--- BEGIN Extracted entries ---
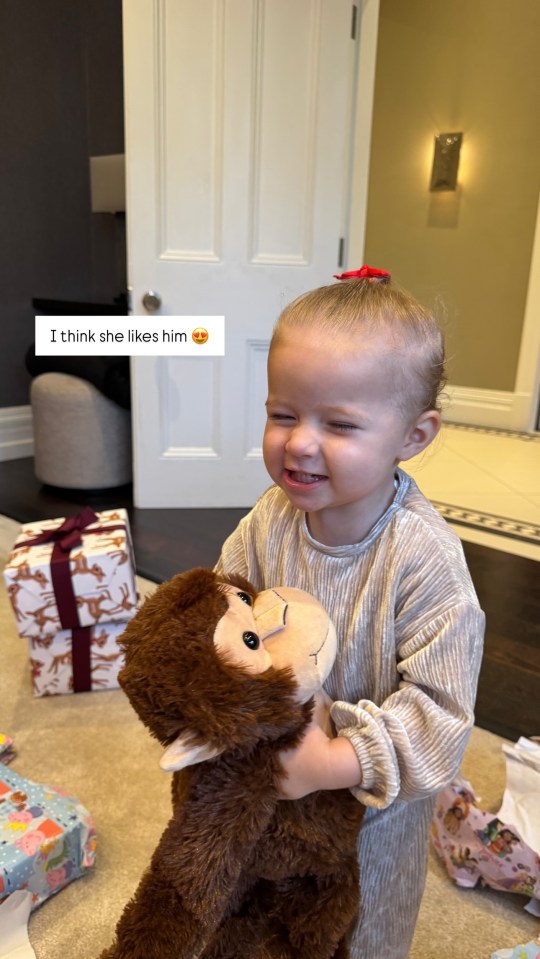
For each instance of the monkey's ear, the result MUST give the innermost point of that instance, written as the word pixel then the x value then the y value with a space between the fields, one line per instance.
pixel 183 753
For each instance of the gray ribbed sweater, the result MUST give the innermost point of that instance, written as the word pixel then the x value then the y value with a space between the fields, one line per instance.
pixel 410 634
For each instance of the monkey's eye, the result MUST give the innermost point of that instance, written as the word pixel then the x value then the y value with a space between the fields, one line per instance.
pixel 251 640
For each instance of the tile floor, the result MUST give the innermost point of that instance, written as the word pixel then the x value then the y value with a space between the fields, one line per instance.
pixel 487 485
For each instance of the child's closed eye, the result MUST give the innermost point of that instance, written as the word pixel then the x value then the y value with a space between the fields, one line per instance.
pixel 280 417
pixel 343 427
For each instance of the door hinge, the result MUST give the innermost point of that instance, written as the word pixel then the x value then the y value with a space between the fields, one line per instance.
pixel 353 21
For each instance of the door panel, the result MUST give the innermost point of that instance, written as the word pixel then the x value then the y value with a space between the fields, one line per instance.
pixel 238 127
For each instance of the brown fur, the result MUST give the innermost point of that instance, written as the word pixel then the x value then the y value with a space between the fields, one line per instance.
pixel 238 873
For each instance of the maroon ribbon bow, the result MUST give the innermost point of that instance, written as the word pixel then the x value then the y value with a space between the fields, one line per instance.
pixel 365 273
pixel 66 537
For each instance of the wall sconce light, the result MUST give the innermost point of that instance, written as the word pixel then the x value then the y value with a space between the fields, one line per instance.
pixel 445 162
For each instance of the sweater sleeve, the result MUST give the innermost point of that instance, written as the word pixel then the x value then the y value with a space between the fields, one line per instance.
pixel 411 745
pixel 234 553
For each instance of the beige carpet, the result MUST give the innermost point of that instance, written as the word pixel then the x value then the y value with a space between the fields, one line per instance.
pixel 92 746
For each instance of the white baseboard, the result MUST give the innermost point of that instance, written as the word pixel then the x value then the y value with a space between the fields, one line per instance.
pixel 498 409
pixel 16 432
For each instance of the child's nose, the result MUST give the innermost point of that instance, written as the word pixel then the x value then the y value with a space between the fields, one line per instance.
pixel 302 440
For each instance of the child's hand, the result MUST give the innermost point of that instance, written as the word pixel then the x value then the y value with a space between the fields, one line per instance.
pixel 319 763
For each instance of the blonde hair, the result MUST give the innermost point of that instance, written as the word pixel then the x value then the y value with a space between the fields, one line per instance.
pixel 371 307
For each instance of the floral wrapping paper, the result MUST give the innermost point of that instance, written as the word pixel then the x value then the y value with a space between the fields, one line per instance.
pixel 529 950
pixel 51 660
pixel 7 751
pixel 47 838
pixel 476 846
pixel 101 571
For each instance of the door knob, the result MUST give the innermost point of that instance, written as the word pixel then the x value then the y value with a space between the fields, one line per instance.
pixel 151 301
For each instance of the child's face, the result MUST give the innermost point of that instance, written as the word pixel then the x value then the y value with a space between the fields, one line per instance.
pixel 334 432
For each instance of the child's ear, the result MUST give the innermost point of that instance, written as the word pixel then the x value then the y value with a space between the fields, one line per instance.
pixel 421 434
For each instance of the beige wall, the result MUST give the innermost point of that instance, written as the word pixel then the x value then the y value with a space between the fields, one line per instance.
pixel 470 66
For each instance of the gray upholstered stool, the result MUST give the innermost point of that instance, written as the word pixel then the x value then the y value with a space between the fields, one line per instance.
pixel 82 440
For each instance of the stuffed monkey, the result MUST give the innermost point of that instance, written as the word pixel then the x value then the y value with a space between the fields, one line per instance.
pixel 226 679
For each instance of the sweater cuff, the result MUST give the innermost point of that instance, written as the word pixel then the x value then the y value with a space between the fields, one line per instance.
pixel 363 725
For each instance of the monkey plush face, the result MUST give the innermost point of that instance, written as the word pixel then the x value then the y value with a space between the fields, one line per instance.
pixel 211 665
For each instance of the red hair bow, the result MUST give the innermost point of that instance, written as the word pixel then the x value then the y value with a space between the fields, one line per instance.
pixel 365 273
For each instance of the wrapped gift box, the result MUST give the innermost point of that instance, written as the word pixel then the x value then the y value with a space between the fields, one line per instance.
pixel 66 574
pixel 476 847
pixel 47 839
pixel 76 660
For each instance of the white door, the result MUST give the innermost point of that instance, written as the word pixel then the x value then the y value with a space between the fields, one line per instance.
pixel 239 124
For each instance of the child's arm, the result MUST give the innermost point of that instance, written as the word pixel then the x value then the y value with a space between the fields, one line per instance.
pixel 319 763
pixel 411 745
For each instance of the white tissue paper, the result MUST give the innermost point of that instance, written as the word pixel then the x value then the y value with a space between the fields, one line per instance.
pixel 521 799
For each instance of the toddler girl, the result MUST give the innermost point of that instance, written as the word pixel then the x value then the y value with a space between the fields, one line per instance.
pixel 354 374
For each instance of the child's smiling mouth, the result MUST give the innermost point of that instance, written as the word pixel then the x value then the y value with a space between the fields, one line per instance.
pixel 301 478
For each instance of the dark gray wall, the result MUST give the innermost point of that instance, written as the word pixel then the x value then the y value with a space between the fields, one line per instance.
pixel 61 101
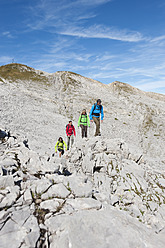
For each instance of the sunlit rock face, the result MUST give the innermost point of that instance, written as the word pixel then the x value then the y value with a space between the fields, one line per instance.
pixel 105 191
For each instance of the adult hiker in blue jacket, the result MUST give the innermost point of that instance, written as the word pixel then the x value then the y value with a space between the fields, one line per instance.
pixel 95 112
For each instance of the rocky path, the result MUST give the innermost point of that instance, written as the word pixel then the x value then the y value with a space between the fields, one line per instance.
pixel 101 194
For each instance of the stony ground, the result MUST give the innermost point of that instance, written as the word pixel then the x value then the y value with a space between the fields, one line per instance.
pixel 106 191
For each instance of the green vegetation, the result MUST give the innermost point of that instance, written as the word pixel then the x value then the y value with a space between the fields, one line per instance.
pixel 18 72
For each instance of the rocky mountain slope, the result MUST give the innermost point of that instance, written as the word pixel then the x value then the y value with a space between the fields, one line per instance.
pixel 107 191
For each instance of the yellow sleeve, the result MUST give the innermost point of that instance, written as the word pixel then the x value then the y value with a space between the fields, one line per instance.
pixel 65 145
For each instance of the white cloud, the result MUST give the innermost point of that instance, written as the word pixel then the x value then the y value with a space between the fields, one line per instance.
pixel 5 59
pixel 103 32
pixel 7 34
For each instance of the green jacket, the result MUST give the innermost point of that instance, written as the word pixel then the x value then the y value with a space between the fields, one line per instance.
pixel 60 145
pixel 84 120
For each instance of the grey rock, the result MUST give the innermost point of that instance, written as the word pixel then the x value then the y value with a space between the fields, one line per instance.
pixel 56 191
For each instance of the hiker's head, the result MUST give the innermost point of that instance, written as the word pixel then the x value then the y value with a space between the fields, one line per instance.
pixel 83 111
pixel 99 102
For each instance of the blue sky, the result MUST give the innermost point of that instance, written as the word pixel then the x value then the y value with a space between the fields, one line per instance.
pixel 106 40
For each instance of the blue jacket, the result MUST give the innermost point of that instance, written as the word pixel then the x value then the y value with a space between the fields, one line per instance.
pixel 96 112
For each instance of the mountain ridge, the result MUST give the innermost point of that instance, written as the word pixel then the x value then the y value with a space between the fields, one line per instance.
pixel 110 189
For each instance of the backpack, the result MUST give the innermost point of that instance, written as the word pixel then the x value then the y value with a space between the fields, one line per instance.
pixel 67 127
pixel 95 107
pixel 86 118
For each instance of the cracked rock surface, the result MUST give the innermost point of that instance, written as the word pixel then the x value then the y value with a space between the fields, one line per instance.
pixel 106 191
pixel 117 197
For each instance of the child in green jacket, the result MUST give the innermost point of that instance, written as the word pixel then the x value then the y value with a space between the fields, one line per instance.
pixel 60 146
pixel 84 122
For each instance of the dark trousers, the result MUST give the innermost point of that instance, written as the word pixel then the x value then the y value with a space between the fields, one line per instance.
pixel 97 122
pixel 83 131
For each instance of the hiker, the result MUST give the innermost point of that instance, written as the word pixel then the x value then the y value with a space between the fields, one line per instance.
pixel 3 135
pixel 84 123
pixel 96 109
pixel 70 132
pixel 60 146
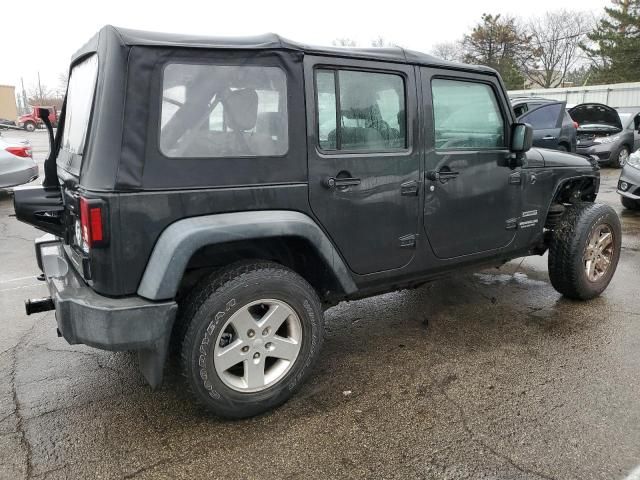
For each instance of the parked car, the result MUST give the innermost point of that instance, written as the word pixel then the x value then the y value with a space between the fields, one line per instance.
pixel 203 197
pixel 629 182
pixel 552 126
pixel 32 120
pixel 603 133
pixel 16 163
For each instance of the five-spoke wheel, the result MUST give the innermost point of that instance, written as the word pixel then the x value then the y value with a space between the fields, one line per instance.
pixel 253 333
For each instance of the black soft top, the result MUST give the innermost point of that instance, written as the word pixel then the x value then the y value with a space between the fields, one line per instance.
pixel 268 41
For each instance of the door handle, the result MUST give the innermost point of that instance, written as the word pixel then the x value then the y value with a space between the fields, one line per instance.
pixel 341 182
pixel 435 175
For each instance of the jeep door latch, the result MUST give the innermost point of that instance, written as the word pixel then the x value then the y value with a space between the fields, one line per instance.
pixel 442 175
pixel 341 182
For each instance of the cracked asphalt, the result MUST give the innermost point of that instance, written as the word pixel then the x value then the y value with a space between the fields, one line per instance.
pixel 485 375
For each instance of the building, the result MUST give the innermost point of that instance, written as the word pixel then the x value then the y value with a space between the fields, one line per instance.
pixel 8 109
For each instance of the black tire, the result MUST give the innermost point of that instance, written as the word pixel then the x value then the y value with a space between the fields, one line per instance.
pixel 617 162
pixel 569 245
pixel 630 203
pixel 211 305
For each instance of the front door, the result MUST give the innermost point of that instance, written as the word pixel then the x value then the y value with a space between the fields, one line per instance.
pixel 472 200
pixel 363 169
pixel 546 121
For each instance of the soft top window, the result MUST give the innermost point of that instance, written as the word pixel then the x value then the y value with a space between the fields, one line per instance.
pixel 81 90
pixel 223 111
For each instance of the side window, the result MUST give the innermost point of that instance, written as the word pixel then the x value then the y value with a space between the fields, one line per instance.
pixel 466 115
pixel 544 117
pixel 326 96
pixel 223 111
pixel 360 110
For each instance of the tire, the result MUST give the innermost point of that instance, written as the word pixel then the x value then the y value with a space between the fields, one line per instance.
pixel 621 157
pixel 221 316
pixel 630 203
pixel 570 247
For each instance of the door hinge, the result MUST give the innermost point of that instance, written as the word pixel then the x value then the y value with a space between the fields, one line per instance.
pixel 515 178
pixel 408 241
pixel 409 188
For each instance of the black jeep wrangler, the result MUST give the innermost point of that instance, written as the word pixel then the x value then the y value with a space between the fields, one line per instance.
pixel 217 194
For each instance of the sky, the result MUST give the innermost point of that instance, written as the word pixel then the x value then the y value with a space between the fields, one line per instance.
pixel 67 24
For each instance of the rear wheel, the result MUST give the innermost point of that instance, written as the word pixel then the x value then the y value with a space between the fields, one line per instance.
pixel 622 157
pixel 584 250
pixel 254 332
pixel 630 203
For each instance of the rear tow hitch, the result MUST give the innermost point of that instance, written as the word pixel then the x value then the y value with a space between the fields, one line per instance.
pixel 37 305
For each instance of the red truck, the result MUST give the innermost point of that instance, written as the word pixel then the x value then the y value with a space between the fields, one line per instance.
pixel 31 120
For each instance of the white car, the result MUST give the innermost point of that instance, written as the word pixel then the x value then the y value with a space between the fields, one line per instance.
pixel 17 165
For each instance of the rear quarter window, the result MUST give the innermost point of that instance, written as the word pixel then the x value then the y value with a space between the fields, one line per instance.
pixel 80 93
pixel 212 111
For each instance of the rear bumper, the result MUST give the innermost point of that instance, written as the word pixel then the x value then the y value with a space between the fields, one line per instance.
pixel 630 177
pixel 83 316
pixel 19 177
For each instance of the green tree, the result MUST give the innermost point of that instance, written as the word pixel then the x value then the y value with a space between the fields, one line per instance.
pixel 614 47
pixel 497 42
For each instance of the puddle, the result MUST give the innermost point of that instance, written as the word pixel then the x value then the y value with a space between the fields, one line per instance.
pixel 518 278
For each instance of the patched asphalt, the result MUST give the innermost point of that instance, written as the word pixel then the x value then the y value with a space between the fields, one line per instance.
pixel 488 374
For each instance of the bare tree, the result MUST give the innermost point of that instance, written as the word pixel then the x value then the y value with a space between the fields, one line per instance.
pixel 451 51
pixel 344 42
pixel 555 46
pixel 63 81
pixel 42 95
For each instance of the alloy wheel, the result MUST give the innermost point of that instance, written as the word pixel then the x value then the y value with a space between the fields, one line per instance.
pixel 599 253
pixel 258 345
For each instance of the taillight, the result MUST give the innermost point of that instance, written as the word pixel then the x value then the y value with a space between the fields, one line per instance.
pixel 91 223
pixel 24 152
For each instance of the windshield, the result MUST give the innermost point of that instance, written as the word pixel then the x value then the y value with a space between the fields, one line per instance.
pixel 82 86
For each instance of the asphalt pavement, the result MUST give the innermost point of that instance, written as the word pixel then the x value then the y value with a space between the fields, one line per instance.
pixel 489 374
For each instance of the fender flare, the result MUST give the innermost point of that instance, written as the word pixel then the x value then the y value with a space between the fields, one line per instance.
pixel 180 240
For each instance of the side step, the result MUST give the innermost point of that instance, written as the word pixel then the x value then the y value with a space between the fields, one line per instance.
pixel 37 305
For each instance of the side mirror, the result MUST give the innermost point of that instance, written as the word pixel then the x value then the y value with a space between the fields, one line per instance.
pixel 521 137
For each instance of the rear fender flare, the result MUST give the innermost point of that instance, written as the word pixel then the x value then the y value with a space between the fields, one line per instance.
pixel 180 240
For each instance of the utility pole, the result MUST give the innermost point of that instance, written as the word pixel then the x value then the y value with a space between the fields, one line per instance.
pixel 39 88
pixel 24 97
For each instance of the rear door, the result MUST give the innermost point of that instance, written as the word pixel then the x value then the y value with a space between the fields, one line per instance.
pixel 363 169
pixel 546 121
pixel 472 200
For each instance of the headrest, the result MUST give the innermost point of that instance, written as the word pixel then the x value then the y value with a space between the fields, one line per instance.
pixel 241 109
pixel 360 103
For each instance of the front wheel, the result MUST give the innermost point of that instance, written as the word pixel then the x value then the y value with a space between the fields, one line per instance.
pixel 584 250
pixel 630 203
pixel 254 333
pixel 622 157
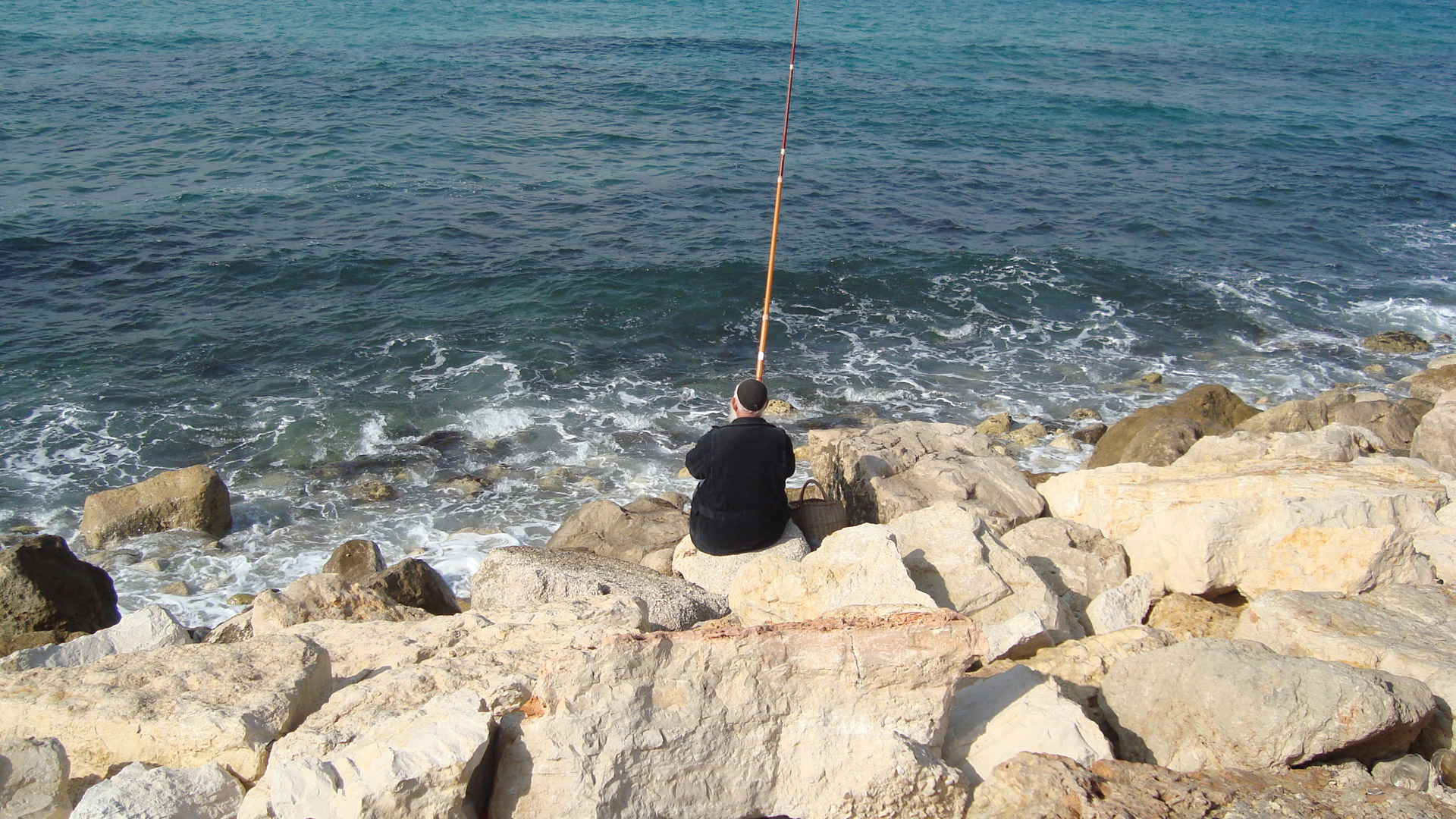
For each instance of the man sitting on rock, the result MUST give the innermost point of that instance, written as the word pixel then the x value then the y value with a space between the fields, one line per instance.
pixel 740 504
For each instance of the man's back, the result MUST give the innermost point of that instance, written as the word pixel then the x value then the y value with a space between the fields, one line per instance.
pixel 740 503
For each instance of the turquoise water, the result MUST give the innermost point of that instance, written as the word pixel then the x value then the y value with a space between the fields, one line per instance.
pixel 274 237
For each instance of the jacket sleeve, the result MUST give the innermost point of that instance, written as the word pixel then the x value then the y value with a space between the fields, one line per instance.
pixel 699 457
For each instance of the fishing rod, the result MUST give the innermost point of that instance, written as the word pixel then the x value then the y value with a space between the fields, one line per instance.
pixel 778 199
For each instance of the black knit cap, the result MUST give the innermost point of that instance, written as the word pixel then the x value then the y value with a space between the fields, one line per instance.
pixel 752 395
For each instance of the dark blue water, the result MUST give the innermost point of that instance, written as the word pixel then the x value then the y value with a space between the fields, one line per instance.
pixel 278 235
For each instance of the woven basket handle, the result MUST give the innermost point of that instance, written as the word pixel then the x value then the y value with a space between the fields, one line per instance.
pixel 807 485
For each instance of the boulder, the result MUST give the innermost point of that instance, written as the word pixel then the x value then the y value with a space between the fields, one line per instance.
pixel 816 720
pixel 46 594
pixel 34 776
pixel 181 499
pixel 1391 423
pixel 150 627
pixel 1012 713
pixel 1159 435
pixel 324 596
pixel 1041 786
pixel 1273 522
pixel 1430 385
pixel 1401 630
pixel 954 558
pixel 1237 704
pixel 1076 561
pixel 1187 617
pixel 1289 417
pixel 526 576
pixel 717 573
pixel 414 583
pixel 137 792
pixel 181 706
pixel 1081 665
pixel 634 532
pixel 1122 607
pixel 1395 341
pixel 1435 438
pixel 856 566
pixel 892 469
pixel 425 764
pixel 354 560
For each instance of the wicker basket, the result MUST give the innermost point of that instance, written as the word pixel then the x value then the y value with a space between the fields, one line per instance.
pixel 817 518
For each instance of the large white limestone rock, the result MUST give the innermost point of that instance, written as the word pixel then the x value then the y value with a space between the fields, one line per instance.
pixel 893 469
pixel 717 573
pixel 34 776
pixel 852 567
pixel 1264 523
pixel 1237 704
pixel 816 720
pixel 181 706
pixel 207 792
pixel 1402 630
pixel 149 627
pixel 1014 711
pixel 954 558
pixel 424 764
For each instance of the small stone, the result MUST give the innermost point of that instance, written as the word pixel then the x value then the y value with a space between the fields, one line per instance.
pixel 180 589
pixel 998 425
pixel 1395 341
pixel 1090 433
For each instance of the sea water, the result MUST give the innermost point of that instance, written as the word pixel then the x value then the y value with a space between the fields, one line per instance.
pixel 283 237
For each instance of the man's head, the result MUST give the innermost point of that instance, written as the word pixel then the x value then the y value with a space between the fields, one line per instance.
pixel 748 398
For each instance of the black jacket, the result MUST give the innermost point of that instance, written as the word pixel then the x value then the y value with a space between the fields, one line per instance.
pixel 740 504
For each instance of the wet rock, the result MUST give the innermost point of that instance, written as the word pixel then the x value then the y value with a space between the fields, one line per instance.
pixel 1122 607
pixel 425 764
pixel 897 468
pixel 1430 385
pixel 417 585
pixel 1270 522
pixel 634 532
pixel 137 792
pixel 1017 711
pixel 181 706
pixel 1159 435
pixel 33 779
pixel 1402 630
pixel 1235 703
pixel 1395 341
pixel 826 719
pixel 717 573
pixel 1040 786
pixel 1187 617
pixel 150 627
pixel 354 560
pixel 526 576
pixel 46 594
pixel 856 566
pixel 182 499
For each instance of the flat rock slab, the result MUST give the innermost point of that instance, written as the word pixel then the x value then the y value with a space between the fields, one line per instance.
pixel 1234 703
pixel 1402 630
pixel 181 707
pixel 1038 786
pixel 893 469
pixel 528 576
pixel 816 720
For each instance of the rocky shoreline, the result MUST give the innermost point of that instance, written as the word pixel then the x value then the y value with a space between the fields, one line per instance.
pixel 1225 613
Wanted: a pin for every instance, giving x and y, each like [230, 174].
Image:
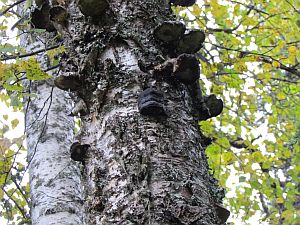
--- END Extracted entries ---
## [Task statement]
Retype the listing above from its start through the line containing "pixel 343 427", keeping every line exactly as it stands and leaving out the pictures.

## [Result of the exercise]
For each instance of the monkey's ear, the result MUST give the innermost point of that instance, written as the word pixel then the x value then the y value with a space between the fields, one line per instance.
pixel 183 753
For each instance of the gray ribbed sweater, the result MUST give the innermost point of that instance, written as the word pixel then the x value then the y value with a space between the fields, one line per instance.
pixel 410 634
For each instance of the monkey's eye, the result MUST give the innermost point of that instance, written as the word pixel then the x value then the y value with a space between the fields, one line per instance.
pixel 251 640
For each instance of the tile floor, the result MUST give the innermost point of that instance, written as the word pixel then the x value then the y value with a space between the fields, one line per instance.
pixel 487 485
For each instance of the child's closed eye, the result MUST give the innermost point of that instance, written as the word pixel then the x value then the y value with a space between the fields, one line per instance.
pixel 280 417
pixel 343 427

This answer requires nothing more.